- **Directive**: Could you rewrite the records from their start through the line containing "point(311, 70)", requests included, rescaling each answer's point coordinates by 1.9 and rounding to whole numbers with halves going up? Leave the coordinates in the requests and their format samples unchanged, and omit the pictures.

- **Object pointing dataset rows**:

>> Start

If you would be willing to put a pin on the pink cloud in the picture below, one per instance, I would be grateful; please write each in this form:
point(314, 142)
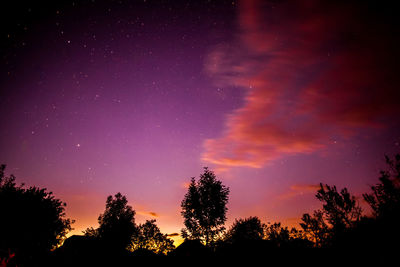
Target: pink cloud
point(311, 70)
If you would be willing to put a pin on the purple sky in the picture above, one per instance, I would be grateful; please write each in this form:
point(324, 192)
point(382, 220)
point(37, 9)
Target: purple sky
point(100, 97)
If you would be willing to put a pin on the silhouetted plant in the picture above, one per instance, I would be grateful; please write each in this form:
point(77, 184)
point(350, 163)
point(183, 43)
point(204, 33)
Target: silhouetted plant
point(339, 212)
point(149, 237)
point(204, 208)
point(244, 230)
point(32, 220)
point(385, 197)
point(277, 233)
point(117, 223)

>> End

- **Written response**:
If you would be willing to put a pin on the pink cloud in the picture below, one per instance, I would be grateful; please write each in this form:
point(314, 142)
Target: pink cloud
point(591, 133)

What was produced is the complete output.